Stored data
**********
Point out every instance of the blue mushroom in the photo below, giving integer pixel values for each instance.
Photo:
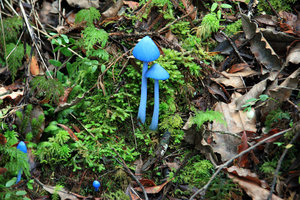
(157, 73)
(146, 51)
(96, 185)
(22, 147)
**********
**What this task involves**. Format the listing above as a two-column CSV with the headers text and answer, giving each block of the listing its own row. Put each field in quotes, turn line breaks into spaces, and leave the pictures out.

**Result of this task**.
text,answer
"Point out every instance of the blue mushroom in the photo below, giving integer pixel values for each instance. Photo:","(157, 73) (146, 51) (96, 185) (22, 147)"